[Stored items from a collection]
+ + + + +
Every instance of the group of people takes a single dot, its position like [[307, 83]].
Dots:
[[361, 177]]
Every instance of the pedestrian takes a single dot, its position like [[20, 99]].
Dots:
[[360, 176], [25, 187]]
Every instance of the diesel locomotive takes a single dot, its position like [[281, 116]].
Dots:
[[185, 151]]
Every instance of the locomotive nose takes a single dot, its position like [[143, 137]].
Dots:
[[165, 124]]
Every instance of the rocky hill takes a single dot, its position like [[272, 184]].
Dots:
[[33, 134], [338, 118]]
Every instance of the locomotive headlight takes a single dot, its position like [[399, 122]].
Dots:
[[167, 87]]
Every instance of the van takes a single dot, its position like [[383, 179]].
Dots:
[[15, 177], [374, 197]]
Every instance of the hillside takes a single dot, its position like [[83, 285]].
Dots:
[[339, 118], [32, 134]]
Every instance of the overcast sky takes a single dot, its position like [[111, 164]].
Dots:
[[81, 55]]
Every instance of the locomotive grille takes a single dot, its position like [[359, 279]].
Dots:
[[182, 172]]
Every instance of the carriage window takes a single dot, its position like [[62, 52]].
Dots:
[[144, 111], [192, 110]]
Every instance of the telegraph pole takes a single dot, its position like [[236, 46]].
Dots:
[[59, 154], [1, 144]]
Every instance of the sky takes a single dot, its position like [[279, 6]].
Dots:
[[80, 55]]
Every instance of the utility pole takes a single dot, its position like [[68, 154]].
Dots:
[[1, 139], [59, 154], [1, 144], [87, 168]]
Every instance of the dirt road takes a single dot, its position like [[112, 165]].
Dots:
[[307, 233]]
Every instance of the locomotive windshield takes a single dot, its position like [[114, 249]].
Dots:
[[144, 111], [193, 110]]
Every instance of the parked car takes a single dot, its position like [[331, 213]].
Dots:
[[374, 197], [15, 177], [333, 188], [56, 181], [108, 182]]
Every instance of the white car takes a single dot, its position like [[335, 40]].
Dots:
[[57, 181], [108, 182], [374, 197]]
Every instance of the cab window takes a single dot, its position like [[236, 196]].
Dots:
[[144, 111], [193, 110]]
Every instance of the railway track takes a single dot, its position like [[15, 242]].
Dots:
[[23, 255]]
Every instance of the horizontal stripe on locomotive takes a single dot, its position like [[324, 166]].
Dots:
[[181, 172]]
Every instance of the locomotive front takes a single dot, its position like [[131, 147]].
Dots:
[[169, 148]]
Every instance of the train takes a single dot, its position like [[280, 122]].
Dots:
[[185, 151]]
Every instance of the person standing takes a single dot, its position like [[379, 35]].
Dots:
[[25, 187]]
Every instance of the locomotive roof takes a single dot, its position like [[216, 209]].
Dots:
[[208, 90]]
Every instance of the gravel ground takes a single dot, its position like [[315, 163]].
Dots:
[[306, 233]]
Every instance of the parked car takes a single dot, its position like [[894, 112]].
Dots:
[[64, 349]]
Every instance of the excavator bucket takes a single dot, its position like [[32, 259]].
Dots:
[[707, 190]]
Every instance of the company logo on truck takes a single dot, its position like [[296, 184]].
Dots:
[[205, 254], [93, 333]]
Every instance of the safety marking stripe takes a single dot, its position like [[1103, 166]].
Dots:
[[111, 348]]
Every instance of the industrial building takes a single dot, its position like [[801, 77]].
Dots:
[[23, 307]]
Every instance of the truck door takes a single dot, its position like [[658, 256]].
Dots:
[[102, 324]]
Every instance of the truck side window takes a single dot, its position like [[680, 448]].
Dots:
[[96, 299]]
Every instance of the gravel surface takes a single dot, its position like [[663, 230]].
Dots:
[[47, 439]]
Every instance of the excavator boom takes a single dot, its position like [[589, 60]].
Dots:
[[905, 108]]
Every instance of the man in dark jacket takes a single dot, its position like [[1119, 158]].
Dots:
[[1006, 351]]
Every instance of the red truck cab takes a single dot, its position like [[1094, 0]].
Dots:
+ + + + +
(PROBLEM TO SOLVE):
Convert every line of the material above into a JSON list of strings, one string per line, leaving out blank lines.

(ANSWER FOR THIS EXERCISE):
[
  "Every instance of the group of people takes a single dot, its position like [[307, 83]].",
  "Dots:",
  "[[361, 177]]",
  "Every instance of the pedestrian takes a single dot, its position like [[20, 99]].",
  "Dots:",
  "[[360, 176], [25, 187]]",
  "Every instance of the diesel locomotive takes a single dot, its position like [[281, 116]].",
  "Dots:",
  "[[185, 151]]",
  "Every instance of the locomotive nose takes a single dot, its position like [[143, 137]].",
  "Dots:",
  "[[165, 124]]",
  "Every instance of the rocky hill takes a single dot, its position like [[272, 184]].",
  "Dots:",
  "[[33, 134], [338, 118]]",
  "Every instance of the locomotive headlight takes a single dot, its position like [[399, 122]].",
  "Dots:",
  "[[167, 87]]",
  "Every instance of the van takes a single dot, its position like [[383, 179]].",
  "Dots:",
  "[[15, 177], [374, 197]]",
  "Every instance of the hillside takes a single dot, its position like [[83, 285]].",
  "Dots:",
  "[[339, 118], [32, 134]]",
  "Every instance of the overcast sky takes a single dot, its position like [[111, 164]].",
  "Dots:",
  "[[81, 55]]",
  "Every instance of the locomotive grille takes a single dot, its position like [[359, 279]].",
  "Dots:",
  "[[182, 172]]",
  "Every instance of the carriage window takes a single dot, its position like [[62, 52]].",
  "Dots:",
  "[[144, 111], [192, 110]]",
  "Every instance of the telegraph pole takes a single dot, its position like [[236, 46]].",
  "Dots:",
  "[[59, 154], [1, 144]]",
  "Every instance of the sky takes a single dot, its position like [[279, 6]].",
  "Dots:",
  "[[80, 55]]",
  "Every instance of the utility pole takes a single dot, its position like [[68, 154]].",
  "Dots:",
  "[[1, 139], [59, 154], [1, 144], [87, 168]]",
  "Every instance of the dirt road takes a single dot, its position like [[112, 165]].",
  "Dots:",
  "[[307, 233]]",
  "Every instance of the locomotive windshield takes a single dot, its position like [[114, 249]].",
  "Dots:",
  "[[144, 111], [193, 110]]",
  "Every instance of the parked car takes a single dot, its position like [[331, 213]].",
  "Dots:",
  "[[374, 197], [15, 177], [333, 188], [56, 181], [108, 182]]",
  "Every instance of the white car takes a single dot, its position like [[335, 40]].",
  "Dots:",
  "[[57, 181], [108, 182], [374, 197]]",
  "Every instance of the cab window takes a single dot, its position like [[236, 196]].",
  "Dots:",
  "[[144, 111], [193, 110]]",
  "Every instance of the railway track takes a single dot, its position like [[15, 242]].",
  "Dots:",
  "[[23, 255]]",
  "Every instance of the horizontal stripe on locomotive takes a single dot, its position like [[324, 166]].",
  "Dots:",
  "[[181, 172]]",
  "Every instance of the locomotive front takes a single dot, its position like [[131, 147]].",
  "Dots:",
  "[[169, 148]]",
  "Every instance of the train takes a single dot, its position like [[280, 122]].",
  "Dots:",
  "[[185, 151]]",
  "Every instance of the person standing takes a single dot, its position like [[379, 35]].",
  "Dots:",
  "[[25, 187]]",
  "Every instance of the locomotive roof takes a single dot, its position like [[216, 209]].",
  "Dots:",
  "[[208, 90]]",
  "Every instance of the gravel ground takes a single dot, its position like [[315, 163]].",
  "Dots:",
  "[[306, 233]]",
  "Every instance of the parked car takes a single dot, its position like [[894, 112]].",
  "Dots:",
  "[[64, 349]]",
  "Every instance of the excavator bucket takes a single dot, its position like [[32, 259]].",
  "Dots:",
  "[[707, 190]]",
  "Every instance of the company logo on truck takes a single dot, its position like [[296, 184]].",
  "Dots:",
  "[[205, 254], [93, 333]]",
  "Every instance of the safety marking stripe takes a single dot, its position like [[1103, 166]].",
  "Dots:",
  "[[111, 348]]",
  "Every instance of the industrial building takes a single dot, its position like [[801, 77]].",
  "Dots:",
  "[[23, 307]]",
  "Every instance of the truck door takes a single dot, its position like [[658, 256]].",
  "Dots:",
  "[[102, 324]]",
  "Every instance of the truck side window takes a single dot, its position like [[680, 448]].",
  "Dots:",
  "[[96, 299]]",
  "Every instance of the gravel surface takes a single dot, its position like [[663, 230]].",
  "Dots:",
  "[[47, 439]]",
  "Every instance of the excavator boom takes a single dot, its position like [[589, 60]].",
  "Dots:",
  "[[905, 108]]",
  "Every instance of the man in dark jacket takes a single dot, its position like [[1119, 158]].",
  "Dots:",
  "[[1006, 351]]",
  "Every instance of the red truck cab takes a single dot, its position like [[1094, 0]].",
  "Dots:"
]